(What the task requires)
Can you rewrite everything from the line containing "For every instance of the wooden railing, imagine" down to the end of the entries, putting "metal railing" in place of "wooden railing" and leaving everything else unchanged?
######
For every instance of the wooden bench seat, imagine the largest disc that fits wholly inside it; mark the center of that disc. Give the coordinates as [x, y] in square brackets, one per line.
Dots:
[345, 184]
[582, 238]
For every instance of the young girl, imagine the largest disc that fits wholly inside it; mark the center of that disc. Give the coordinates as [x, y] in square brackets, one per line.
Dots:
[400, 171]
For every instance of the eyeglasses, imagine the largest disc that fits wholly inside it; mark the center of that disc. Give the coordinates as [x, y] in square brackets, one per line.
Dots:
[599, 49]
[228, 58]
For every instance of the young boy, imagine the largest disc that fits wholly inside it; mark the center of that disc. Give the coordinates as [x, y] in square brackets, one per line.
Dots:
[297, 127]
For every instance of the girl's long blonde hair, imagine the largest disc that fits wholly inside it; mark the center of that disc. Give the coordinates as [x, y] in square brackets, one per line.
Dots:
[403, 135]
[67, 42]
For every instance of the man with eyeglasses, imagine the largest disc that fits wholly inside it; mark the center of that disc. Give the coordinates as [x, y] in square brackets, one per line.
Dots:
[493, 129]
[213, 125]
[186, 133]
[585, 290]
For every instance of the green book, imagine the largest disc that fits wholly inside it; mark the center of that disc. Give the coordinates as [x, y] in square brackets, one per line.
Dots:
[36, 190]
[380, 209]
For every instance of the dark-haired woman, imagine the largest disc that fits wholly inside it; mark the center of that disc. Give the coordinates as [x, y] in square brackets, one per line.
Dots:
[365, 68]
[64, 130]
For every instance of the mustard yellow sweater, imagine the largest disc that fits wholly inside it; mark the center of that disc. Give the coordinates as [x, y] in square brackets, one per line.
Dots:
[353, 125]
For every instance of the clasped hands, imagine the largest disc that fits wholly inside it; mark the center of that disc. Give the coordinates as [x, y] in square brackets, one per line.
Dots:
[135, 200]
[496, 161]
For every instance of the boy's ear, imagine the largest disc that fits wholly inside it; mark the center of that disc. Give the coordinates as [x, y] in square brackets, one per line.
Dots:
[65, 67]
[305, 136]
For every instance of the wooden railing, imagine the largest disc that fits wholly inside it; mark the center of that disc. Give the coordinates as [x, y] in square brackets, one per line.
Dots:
######
(The completed task)
For every instance of the metal railing, imagine the largest disc that fits wholly inside it; mark the center of that disc. Give the coordinates as [x, y] in square brackets, one per line.
Dots:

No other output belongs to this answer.